The problem: Your answer must be an exact copy of the data, without any pictures.

Dataset extract:
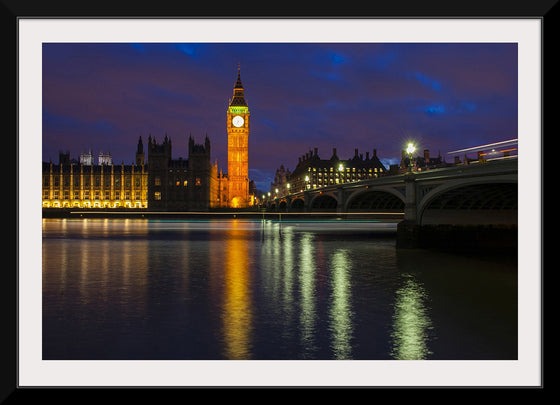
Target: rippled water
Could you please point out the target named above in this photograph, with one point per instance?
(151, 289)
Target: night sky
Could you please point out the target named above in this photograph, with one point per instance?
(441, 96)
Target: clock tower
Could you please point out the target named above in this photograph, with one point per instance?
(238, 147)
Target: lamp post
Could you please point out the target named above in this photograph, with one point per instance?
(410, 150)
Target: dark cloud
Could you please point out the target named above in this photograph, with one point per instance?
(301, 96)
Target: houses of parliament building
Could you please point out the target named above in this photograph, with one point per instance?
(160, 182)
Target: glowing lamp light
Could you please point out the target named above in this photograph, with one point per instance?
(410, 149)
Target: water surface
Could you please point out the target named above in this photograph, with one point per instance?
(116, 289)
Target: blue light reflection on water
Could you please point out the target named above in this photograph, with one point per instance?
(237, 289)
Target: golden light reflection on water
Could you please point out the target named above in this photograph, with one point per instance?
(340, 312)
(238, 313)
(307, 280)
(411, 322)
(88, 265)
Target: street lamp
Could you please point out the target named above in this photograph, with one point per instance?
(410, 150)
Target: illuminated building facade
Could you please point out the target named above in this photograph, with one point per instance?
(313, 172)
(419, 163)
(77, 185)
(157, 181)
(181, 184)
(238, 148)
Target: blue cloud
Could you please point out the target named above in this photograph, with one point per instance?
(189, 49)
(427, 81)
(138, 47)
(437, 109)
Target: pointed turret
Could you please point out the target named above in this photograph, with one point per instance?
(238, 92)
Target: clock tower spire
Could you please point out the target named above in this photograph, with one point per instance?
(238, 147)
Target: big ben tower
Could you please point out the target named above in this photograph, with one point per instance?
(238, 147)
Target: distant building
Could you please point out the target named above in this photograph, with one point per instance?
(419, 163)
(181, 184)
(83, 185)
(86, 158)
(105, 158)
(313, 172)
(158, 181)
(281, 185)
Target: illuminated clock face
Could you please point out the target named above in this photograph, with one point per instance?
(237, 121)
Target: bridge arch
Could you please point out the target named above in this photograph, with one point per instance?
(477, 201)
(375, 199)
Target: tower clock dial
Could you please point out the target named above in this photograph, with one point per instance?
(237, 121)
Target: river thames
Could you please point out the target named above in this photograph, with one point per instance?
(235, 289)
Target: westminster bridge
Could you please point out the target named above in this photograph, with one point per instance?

Written answer:
Target: rippled water
Could you please point out the target named above in this photograph, with one point per instance?
(151, 289)
Target: night sky
Could you please point out the target named above in this photograph, with one point per instance?
(441, 96)
Target: clock tower
Could you please point out the target named above in this photograph, with one point per instance?
(238, 147)
Target: lamp post
Could you please point out the target named above in this photograph, with one point per instance?
(410, 150)
Target: dark cloud
Could you please point out the target named above in this photograph, with one point per instance?
(301, 96)
Target: houses of parliament building
Could you please point out the target named above in this photograph, with one point per instance?
(160, 182)
Target: glowing lamp light
Could you please point out the target named above in this photograph, with one point per instance?
(410, 149)
Target: water surface
Could you please point out the target named above in this photograph, with one point per instance?
(116, 289)
Target: blue light reflection on water
Could you please point out the target named above in this photograph, with one point per instance?
(237, 289)
Target: golden light reflection on water
Could you please point out the target named above in this photograph, with one point per instance?
(340, 312)
(238, 313)
(307, 280)
(411, 322)
(88, 265)
Target: street lamp
Could you please point out the target named above in this photograph, with one point per instance?
(410, 150)
Target: illuminated building facade
Could you please point out the target named above in this photograph, with one point per instance?
(313, 172)
(419, 163)
(77, 185)
(157, 181)
(181, 184)
(238, 148)
Target: blue cloud
Could you please point out the target named above in this photograph, with one point per instance?
(189, 49)
(427, 81)
(138, 47)
(437, 109)
Target: pointed turret
Could you please point out the target named above in this photograph, with one point per instance?
(238, 92)
Target: clock tower spire
Could you please point out the target named above in this photograph, with one point per instance?
(238, 147)
Target: big ben tower
Could you please point out the target named above in this photograph, with one point per instance?
(238, 147)
Target: distant building
Could you please point out the target named above in this photograph, with one point per instance?
(419, 163)
(181, 184)
(83, 185)
(86, 158)
(105, 158)
(313, 172)
(158, 181)
(281, 185)
Target: illuminated clock face
Could you please point out the target named above in this photograph, with one point per instance?
(237, 121)
Target: bridge arch
Could you please point out the target named above in this photograph, with one point per instance?
(477, 201)
(375, 199)
Target: tower clock dial
Could you please point out the target named above in this photograph, with one point per instance?
(237, 121)
Target: river thames
Could you please point out the target named above in this photograph, with one point per instance?
(235, 289)
Target: westminster bridge
Could you please point out the target named above in this photograph, with one point per instance?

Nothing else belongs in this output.